— start Supplied entries —
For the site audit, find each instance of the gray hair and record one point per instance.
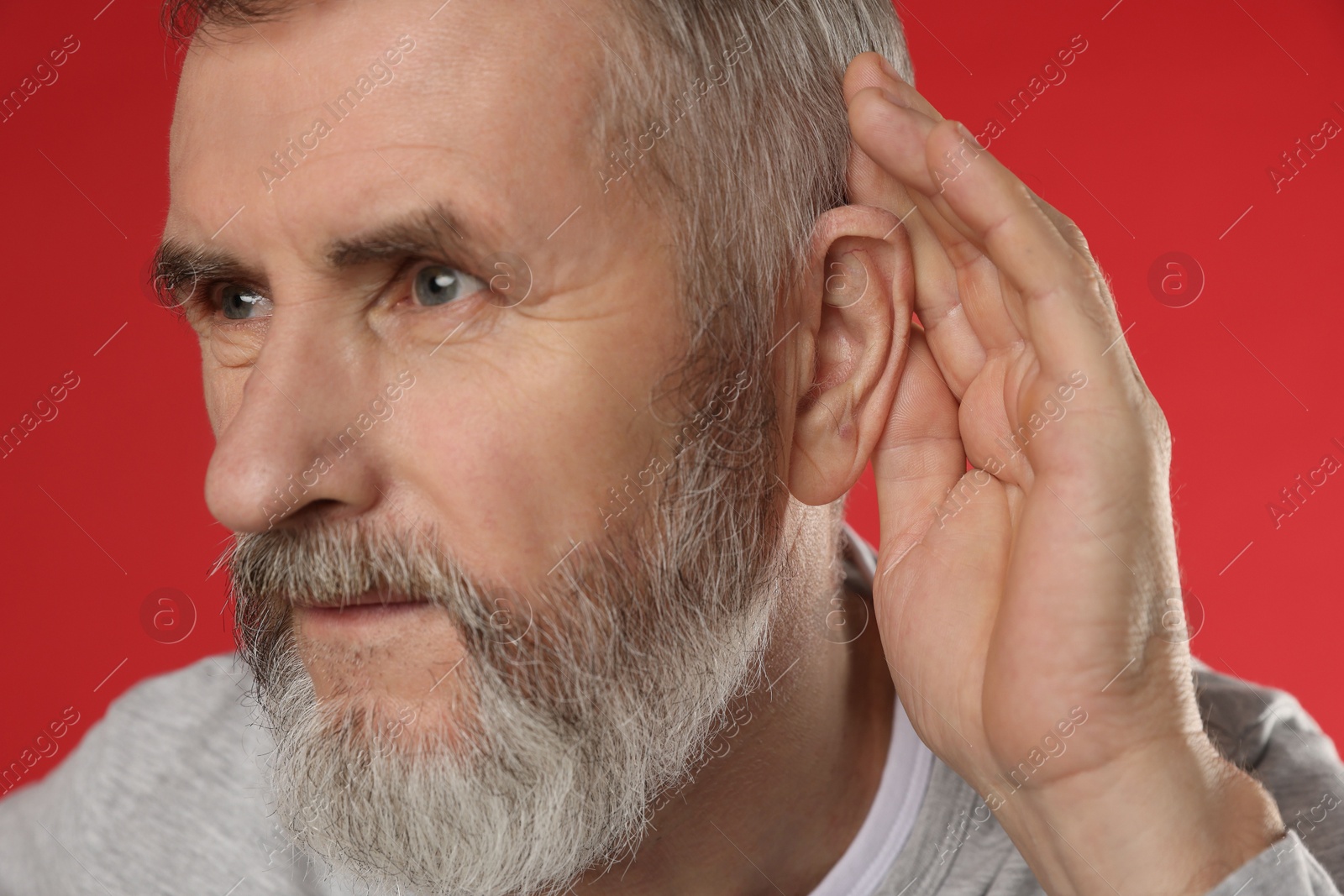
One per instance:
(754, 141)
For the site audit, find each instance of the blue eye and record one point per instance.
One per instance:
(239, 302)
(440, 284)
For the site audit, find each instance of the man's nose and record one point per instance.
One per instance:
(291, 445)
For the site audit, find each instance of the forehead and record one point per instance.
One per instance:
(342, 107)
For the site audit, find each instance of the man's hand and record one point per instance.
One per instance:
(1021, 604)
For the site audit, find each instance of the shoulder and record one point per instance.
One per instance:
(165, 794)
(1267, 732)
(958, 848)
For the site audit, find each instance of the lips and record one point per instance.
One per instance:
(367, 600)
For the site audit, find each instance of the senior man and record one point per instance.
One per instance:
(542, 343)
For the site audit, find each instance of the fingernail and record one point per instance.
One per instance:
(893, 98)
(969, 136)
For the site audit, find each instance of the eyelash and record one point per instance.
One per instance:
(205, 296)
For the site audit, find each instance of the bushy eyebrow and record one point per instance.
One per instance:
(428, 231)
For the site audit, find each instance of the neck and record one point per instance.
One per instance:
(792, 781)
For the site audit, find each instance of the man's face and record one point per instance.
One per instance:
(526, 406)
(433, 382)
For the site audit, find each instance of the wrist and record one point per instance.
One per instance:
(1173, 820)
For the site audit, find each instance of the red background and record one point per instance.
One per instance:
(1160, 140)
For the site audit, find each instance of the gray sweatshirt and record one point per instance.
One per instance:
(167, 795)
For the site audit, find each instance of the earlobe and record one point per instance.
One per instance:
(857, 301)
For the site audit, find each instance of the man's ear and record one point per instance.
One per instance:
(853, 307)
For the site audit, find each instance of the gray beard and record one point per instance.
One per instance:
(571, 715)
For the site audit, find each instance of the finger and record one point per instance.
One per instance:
— end Supplied entries —
▶ [What you have to do] Express all of the data above as a JSON list of strings, one string per line, with blank lines and the picture left out.

▶ [In response]
[
  "For the site audit, find each instance of the gray hair and record one point per instance.",
  "One per instance:",
  "(754, 141)",
  "For the site audit, find each instance of the blue eye and record one point per instance.",
  "One per instance:",
  "(239, 302)",
  "(440, 284)",
  "For the site audit, find each instance of the man's nose and record one point per instance.",
  "One per instance:",
  "(291, 445)",
  "For the site audit, find each instance of the forehead and record one point per instance.",
  "One per instance:",
  "(342, 107)",
  "For the site audit, find each instance of the man's hand and record one point per instance.",
  "One per instance:",
  "(1021, 604)",
  "For the site audit, find each instance of the shoulder and record one point per instance.",
  "One per instance:",
  "(165, 794)",
  "(1267, 732)",
  "(958, 848)",
  "For the site audit, find each instance of the lips and record one point per instance.",
  "One per instance:",
  "(367, 600)",
  "For the site audit, find each instance of the senior man and record one point per instance.",
  "One per instance:",
  "(542, 343)",
  "For the site audit, find each instance of the fingernail and record one point per instance.",
  "One per instance:",
  "(893, 98)",
  "(969, 136)",
  "For the site audit, find each instance of the eyelash and record one point per instance.",
  "One per instance:",
  "(205, 296)",
  "For the site audit, find each instance of the bushy eyebrow and record one point per instance.",
  "One per instance:",
  "(428, 231)",
  "For the site audit, find each instance of the neck and record one point per instance.",
  "One per instance:",
  "(792, 781)",
  "For the site audit, find each instance of the man's face and record one point per instance.",
  "One per instance:",
  "(526, 406)",
  "(433, 382)",
  "For the site audit, find each instance of the wrist and record one point per instance.",
  "One per instance:",
  "(1173, 820)",
  "For the site audit, find each instance of the red background and record one point per instance.",
  "One per instance:",
  "(1160, 140)",
  "For the site audit, find each instance of the gray sweatshirt and record one point per instance.",
  "One per instance:",
  "(167, 795)",
  "For the site audit, find each instance of the earlobe and record one point per instance.",
  "One per instance:",
  "(857, 301)",
  "For the site audit, find each instance of the man's ear and record one point per instance.",
  "One per instance:",
  "(853, 307)",
  "For the site audit, find each instance of the gray beard and record one point per instance.",
  "One per instance:",
  "(571, 715)",
  "For the site audit, find each instance of the finger and record one point per instance.",
  "One per instance:"
]